• What you need to do: Output the data unchanged and complete, minus the images.
[Data in this exercise Boundary: Start]
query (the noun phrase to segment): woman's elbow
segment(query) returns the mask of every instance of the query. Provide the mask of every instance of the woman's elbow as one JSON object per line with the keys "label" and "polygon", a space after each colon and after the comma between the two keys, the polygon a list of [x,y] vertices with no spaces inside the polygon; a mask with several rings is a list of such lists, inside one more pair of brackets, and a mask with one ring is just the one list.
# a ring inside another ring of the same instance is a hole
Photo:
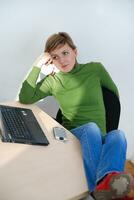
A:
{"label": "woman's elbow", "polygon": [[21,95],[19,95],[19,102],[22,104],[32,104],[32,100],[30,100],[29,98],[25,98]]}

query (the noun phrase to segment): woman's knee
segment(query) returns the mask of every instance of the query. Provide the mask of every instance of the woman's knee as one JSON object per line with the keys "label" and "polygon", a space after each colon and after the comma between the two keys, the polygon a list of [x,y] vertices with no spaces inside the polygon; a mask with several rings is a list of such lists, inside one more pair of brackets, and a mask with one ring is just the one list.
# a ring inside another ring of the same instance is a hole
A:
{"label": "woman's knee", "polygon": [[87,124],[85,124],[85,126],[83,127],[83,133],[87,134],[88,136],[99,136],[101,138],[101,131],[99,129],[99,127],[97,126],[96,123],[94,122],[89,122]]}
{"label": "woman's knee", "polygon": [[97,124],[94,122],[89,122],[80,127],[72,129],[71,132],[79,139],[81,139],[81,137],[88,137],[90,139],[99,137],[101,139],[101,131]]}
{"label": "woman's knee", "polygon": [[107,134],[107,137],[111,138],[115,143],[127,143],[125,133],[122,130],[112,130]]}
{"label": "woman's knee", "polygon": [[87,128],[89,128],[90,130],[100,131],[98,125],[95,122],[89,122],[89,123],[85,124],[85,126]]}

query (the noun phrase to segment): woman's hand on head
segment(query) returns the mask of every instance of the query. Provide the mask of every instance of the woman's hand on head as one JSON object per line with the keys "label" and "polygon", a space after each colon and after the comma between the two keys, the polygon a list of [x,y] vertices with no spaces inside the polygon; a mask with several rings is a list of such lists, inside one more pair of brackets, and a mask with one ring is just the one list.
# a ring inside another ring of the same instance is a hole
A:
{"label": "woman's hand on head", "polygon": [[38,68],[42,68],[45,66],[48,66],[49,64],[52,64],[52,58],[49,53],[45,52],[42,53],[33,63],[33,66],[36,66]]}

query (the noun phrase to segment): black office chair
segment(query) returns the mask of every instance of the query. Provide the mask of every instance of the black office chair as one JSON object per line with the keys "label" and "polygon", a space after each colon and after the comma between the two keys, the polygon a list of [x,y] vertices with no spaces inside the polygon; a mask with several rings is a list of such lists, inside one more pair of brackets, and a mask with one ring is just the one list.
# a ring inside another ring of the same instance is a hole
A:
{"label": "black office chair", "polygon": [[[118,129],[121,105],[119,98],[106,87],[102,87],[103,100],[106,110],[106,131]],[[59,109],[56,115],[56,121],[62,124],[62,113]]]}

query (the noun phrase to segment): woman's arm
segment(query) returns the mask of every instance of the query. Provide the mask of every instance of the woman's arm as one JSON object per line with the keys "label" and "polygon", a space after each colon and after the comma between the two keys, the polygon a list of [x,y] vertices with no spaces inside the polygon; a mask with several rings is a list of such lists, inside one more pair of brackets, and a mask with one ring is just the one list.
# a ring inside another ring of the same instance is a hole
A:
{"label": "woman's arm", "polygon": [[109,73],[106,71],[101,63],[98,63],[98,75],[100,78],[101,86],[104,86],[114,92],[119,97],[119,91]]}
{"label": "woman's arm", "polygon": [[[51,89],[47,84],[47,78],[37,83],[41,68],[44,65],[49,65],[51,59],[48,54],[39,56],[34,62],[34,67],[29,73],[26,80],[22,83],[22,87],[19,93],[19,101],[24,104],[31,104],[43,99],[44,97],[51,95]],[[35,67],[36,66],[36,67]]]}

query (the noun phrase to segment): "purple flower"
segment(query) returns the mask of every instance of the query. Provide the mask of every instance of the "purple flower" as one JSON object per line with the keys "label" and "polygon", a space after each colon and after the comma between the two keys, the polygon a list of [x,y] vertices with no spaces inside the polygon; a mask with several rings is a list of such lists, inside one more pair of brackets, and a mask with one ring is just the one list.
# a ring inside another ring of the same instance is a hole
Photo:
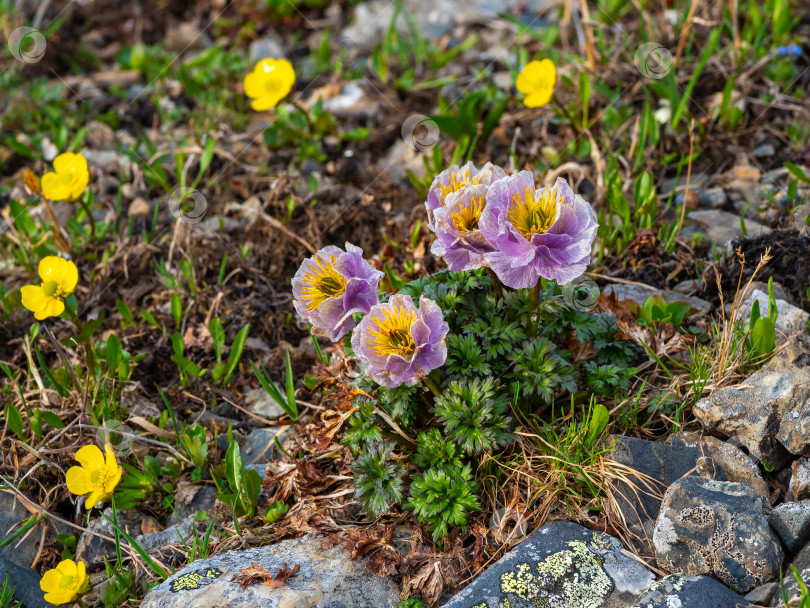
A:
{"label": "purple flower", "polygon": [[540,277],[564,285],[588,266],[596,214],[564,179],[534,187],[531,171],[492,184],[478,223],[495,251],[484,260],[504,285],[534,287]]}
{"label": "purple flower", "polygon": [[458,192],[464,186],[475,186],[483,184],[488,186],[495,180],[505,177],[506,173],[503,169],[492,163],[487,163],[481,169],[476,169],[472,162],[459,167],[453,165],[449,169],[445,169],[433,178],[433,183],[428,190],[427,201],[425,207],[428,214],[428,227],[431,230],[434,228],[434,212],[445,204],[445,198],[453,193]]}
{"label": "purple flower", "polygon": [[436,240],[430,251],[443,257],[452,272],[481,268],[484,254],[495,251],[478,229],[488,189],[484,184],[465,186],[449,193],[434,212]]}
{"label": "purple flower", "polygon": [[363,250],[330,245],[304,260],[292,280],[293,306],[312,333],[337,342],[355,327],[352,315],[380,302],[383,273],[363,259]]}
[Data in this exercise Boundary: End]
• Answer box:
query (the noun phrase to segment): woman's elbow
segment(query) returns the mask of every instance of the query. Provide the mask of every instance of the woman's elbow as one JSON object per line with the keys "label" and "polygon", a space after each colon and after the comma between the two keys, the polygon a list of [x,y] vertices with no spaces inside the polygon; a mask with several rings is a list of such lists, inside one more pair of brackets, and a mask with one ring is just the one list.
# a ring inside another ring of the same instance is a hole
Photo:
A:
{"label": "woman's elbow", "polygon": [[21,95],[19,95],[19,102],[22,104],[32,104],[32,100],[30,100],[29,98],[25,98]]}

query (the noun phrase to segment): woman's knee
segment(query) returns the mask of every instance of the query. Provide the mask of every instance of the woman's knee as one JSON object per line with the keys "label" and "polygon", a space after each colon and after the comma between the two keys, the polygon a list of [x,y] vertices with no spaces inside the polygon; a mask with several rings is a list of such lists, inside one more pair of brackets, and a mask with one ring is just the one list.
# a ring inside another ring of the same instance is a hole
A:
{"label": "woman's knee", "polygon": [[87,124],[85,124],[85,126],[83,127],[83,133],[87,134],[88,136],[99,136],[101,138],[101,131],[99,129],[99,127],[97,126],[96,123],[94,122],[89,122]]}
{"label": "woman's knee", "polygon": [[97,124],[94,122],[89,122],[80,127],[72,129],[71,132],[79,139],[81,139],[81,137],[88,137],[90,139],[99,137],[101,139],[101,131]]}
{"label": "woman's knee", "polygon": [[107,134],[107,137],[111,138],[115,143],[127,143],[125,133],[122,130],[112,130]]}
{"label": "woman's knee", "polygon": [[87,128],[89,128],[90,130],[100,131],[98,125],[95,122],[89,122],[89,123],[85,124],[85,126]]}

query (the noun phrase to segment): woman's hand on head
segment(query) returns the mask of every instance of the query. Provide the mask of every instance of the woman's hand on head as one JSON object per line with the keys "label" and "polygon", a space after each colon and after the comma between the two keys, the polygon a list of [x,y] vertices with no spaces inside the polygon; a mask with several rings is a list of such lists, inside one more pair of brackets, and a mask with one ring is just the one list.
# a ring inside another ring of the same instance is a hole
A:
{"label": "woman's hand on head", "polygon": [[38,68],[42,68],[45,66],[48,66],[49,64],[52,64],[52,58],[49,53],[45,52],[42,53],[33,63],[33,66],[36,66]]}

query (the noun phrase to segment): black office chair
segment(query) returns the mask of every instance of the query. Provide the mask of every instance of the black office chair as one JSON object per line with the keys "label" and "polygon", a space after each colon and after the comma between the two keys, the polygon a list of [x,y] vertices with no spaces inside the polygon; a mask with several rings is a list of such lists, inside one more pair of brackets, and a mask with one ring is just the one list.
# a ring inside another ring of the same instance is a hole
A:
{"label": "black office chair", "polygon": [[[118,129],[121,105],[119,98],[106,87],[102,87],[103,100],[106,110],[106,131]],[[59,109],[56,115],[56,121],[62,124],[62,113]]]}

query (the noun phrase to segment): woman's arm
segment(query) returns the mask of every instance of the query. Provide the mask of every instance of the woman's arm as one JSON object per line with the keys "label" and "polygon", a space after each colon and after the comma between the two keys, the polygon a list of [x,y] vertices with no spaces inside the polygon; a mask with several rings is a list of such lists, inside one more pair of brackets, and a mask with one ring is just the one list.
# a ring inside another ring of the same instance is a hole
A:
{"label": "woman's arm", "polygon": [[109,73],[106,71],[101,63],[98,63],[98,75],[100,78],[101,86],[104,86],[114,92],[119,97],[119,91]]}
{"label": "woman's arm", "polygon": [[[51,89],[47,84],[47,78],[37,83],[41,68],[44,65],[49,65],[51,59],[48,54],[39,56],[34,62],[34,67],[29,73],[26,80],[22,83],[22,87],[19,93],[19,101],[24,104],[31,104],[43,99],[44,97],[51,95]],[[35,67],[36,66],[36,67]]]}

query (the noun phrase to segment): "purple flower"
segment(query) returns the mask of every instance of the query. Provide the mask of every instance of the "purple flower" as one JSON object per line with the keys "label" and "polygon", a space after each colon and after the comma between the two keys, the polygon a list of [x,y] vertices with no spaces inside the polygon; a mask with several rings is a list of such lists, inside one more pair of brackets, and a mask with one ring is just the one list.
# a ring inside another ring of the same instance is a hole
Photo:
A:
{"label": "purple flower", "polygon": [[540,277],[564,285],[588,266],[596,214],[564,179],[534,187],[531,171],[492,184],[478,223],[495,251],[484,260],[504,285],[534,287]]}
{"label": "purple flower", "polygon": [[458,192],[464,186],[475,186],[483,184],[488,186],[495,180],[505,177],[506,173],[503,169],[492,163],[487,163],[481,169],[476,169],[472,162],[459,167],[453,165],[449,169],[445,169],[433,178],[433,183],[428,190],[427,201],[425,207],[428,214],[428,227],[431,230],[434,228],[434,212],[445,204],[445,198],[453,193]]}
{"label": "purple flower", "polygon": [[436,240],[430,251],[443,257],[452,272],[481,268],[484,254],[495,251],[478,229],[488,189],[484,184],[465,186],[449,193],[434,212]]}
{"label": "purple flower", "polygon": [[363,250],[330,245],[304,260],[292,280],[293,306],[312,333],[337,342],[355,327],[352,315],[380,302],[383,273],[363,259]]}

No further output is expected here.